Caring for a loved one can be tough, but moving on after they’ve gone to a care home can be just as hard. Dan Parton reports.

In this article:

  1. A new life
  2. Coming to a decision
  3. Finding a home
  4. Emotional time
  5. Looking to the future

A new life

Christine Ransome-Wallis admits that life is strange at the moment. For the first time in decades, she can do what she wants, when she wants – and it is taking some getting used to.

Since she was 24, Christine has been a wife, mother and latterly, she has been her mother’s full-time carer and so has always put others before herself.

But now Christine has time to herself: she separated from her husband some years ago, her children have grown up and left home and her mother has now moved into a care home.

“I’ve always been there for someone else and I’ve never been a priority,” she says. “That’s a bit hard to register because it feels like I’m being selfish doing what I want to. I’ve got to be realistic and get used to the idea that I can do what I want when I want. For example, I don’t have to eat at 6 o’clock – because mum doesn’t like to eat any later. If I want to eat at 7.30pm, I can. I’m coming to terms with things like that.”

__Do this__
Transcribe the care home article above in full, word for word, keeping its section list and paragraph breaks.

__Records__

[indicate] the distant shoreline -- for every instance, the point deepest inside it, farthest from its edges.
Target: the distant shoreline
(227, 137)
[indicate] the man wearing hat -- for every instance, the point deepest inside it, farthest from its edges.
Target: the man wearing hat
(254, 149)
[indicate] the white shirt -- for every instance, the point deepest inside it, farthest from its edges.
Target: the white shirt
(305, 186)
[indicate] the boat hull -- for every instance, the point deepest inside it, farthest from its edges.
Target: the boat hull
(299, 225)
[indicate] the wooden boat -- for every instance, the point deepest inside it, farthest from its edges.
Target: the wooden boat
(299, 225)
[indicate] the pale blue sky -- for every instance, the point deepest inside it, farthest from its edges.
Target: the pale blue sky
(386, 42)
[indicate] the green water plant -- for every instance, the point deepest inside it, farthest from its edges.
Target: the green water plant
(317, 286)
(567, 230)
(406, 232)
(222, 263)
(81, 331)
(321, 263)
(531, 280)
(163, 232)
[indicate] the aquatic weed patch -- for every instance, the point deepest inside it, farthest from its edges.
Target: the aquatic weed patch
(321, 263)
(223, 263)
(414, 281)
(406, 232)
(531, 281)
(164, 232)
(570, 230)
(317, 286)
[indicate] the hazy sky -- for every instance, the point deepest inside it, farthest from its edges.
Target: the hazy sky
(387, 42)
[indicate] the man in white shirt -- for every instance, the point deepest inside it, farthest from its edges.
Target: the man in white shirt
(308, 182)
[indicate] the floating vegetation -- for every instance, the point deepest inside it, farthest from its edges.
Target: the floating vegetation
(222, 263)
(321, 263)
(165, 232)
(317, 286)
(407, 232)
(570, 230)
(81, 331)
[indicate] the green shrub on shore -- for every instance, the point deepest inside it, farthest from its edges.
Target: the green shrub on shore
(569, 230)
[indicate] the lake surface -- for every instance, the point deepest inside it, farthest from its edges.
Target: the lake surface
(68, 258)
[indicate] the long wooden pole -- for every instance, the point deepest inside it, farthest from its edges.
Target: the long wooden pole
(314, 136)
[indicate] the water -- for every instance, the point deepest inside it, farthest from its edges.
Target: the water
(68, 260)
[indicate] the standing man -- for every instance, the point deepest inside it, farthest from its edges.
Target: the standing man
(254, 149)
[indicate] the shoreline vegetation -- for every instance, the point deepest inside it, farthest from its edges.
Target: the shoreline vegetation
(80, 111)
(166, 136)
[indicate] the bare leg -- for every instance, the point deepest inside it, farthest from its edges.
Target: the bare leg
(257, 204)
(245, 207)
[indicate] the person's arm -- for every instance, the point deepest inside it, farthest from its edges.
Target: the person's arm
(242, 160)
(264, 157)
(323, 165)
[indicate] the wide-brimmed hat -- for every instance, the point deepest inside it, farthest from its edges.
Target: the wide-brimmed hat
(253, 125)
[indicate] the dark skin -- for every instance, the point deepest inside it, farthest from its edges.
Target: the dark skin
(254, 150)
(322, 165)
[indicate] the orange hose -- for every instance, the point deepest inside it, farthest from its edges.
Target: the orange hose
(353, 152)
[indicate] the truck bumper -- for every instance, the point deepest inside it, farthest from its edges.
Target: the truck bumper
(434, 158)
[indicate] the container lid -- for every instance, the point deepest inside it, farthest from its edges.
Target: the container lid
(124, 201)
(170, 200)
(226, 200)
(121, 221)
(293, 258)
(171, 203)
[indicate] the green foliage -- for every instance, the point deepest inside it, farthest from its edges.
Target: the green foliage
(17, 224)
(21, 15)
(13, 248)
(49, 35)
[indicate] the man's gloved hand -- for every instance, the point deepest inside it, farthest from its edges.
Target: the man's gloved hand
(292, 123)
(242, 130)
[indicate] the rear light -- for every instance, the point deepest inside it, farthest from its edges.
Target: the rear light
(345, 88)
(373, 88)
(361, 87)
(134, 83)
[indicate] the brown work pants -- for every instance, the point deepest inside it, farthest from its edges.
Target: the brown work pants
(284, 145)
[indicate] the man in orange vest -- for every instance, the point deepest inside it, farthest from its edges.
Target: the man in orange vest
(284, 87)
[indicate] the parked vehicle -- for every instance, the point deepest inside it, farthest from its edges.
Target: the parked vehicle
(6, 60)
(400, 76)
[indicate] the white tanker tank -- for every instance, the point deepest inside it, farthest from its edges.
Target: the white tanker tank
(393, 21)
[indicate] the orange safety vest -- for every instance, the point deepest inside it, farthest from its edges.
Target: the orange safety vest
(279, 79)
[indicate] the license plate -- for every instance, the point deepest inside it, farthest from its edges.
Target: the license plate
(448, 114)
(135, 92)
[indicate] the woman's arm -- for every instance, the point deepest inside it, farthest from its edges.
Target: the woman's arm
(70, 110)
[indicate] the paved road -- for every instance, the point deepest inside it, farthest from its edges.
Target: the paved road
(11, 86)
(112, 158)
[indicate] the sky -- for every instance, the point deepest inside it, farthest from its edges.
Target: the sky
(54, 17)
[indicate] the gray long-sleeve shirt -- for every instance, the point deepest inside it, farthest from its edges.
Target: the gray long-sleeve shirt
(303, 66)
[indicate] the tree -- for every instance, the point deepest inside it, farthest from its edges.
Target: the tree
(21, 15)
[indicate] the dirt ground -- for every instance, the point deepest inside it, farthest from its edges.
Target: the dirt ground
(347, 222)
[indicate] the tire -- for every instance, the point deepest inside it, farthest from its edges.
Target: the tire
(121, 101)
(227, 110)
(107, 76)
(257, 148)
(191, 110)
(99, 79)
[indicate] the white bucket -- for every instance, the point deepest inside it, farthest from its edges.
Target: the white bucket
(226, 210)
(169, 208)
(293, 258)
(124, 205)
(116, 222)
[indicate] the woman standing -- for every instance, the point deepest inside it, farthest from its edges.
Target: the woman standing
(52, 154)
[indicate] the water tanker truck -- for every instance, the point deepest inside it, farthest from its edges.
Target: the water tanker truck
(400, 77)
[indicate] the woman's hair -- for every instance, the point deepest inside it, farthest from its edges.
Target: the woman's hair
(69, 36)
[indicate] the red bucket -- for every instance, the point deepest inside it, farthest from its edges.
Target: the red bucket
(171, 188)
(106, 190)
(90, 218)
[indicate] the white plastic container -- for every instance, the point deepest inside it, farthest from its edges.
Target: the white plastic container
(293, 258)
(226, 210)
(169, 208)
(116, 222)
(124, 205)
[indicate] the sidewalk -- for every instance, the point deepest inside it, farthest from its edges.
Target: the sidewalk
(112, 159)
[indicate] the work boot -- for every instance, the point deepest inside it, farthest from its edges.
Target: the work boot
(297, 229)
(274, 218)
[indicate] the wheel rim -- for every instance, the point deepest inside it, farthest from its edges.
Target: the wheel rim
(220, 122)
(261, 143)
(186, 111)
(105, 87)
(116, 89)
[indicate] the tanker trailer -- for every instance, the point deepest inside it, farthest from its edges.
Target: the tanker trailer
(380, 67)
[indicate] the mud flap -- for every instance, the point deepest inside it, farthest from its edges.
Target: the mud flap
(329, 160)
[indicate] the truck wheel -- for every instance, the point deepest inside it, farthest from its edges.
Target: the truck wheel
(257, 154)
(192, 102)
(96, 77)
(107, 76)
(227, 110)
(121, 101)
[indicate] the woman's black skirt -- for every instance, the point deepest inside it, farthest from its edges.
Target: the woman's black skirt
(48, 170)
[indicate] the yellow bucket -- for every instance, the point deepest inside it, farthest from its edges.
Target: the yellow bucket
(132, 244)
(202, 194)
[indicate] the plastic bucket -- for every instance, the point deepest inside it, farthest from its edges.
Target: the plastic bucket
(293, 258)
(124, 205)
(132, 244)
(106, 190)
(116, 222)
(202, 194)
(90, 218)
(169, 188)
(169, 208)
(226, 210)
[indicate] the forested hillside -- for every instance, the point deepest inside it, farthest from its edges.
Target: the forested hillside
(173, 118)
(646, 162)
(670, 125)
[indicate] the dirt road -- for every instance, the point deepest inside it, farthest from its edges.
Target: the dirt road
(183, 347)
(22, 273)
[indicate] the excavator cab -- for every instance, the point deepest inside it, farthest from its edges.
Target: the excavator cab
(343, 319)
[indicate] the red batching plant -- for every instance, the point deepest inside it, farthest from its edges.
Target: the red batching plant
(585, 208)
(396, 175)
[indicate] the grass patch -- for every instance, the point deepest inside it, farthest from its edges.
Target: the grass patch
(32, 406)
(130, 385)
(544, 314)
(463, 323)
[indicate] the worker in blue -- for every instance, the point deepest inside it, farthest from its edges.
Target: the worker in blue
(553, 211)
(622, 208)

__Finished answer__
Caring for a loved one can be tough, but moving on after they’ve gone to a care home can be just as hard. Dan Parton reports.

In this article:

  1. A new life
  2. Coming to a decision
  3. Finding a home
  4. Emotional time
  5. Looking to the future

A new life

Christine Ransome-Wallis admits that life is strange at the moment. For the first time in decades, she can do what she wants, when she wants – and it is taking some getting used to.

Since she was 24, Christine has been a wife, mother and latterly, she has been her mother’s full-time carer and so has always put others before herself.

But now Christine has time to herself: she separated from her husband some years ago, her children have grown up and left home and her mother has now moved into a care home.

“I’ve always been there for someone else and I’ve never been a priority,” she says. “That’s a bit hard to register because it feels like I’m being selfish doing what I want to. I’ve got to be realistic and get used to the idea that I can do what I want when I want. For example, I don’t have to eat at 6 o’clock – because mum doesn’t like to eat any later. If I want to eat at 7.30pm, I can. I’m coming to terms with things like that.”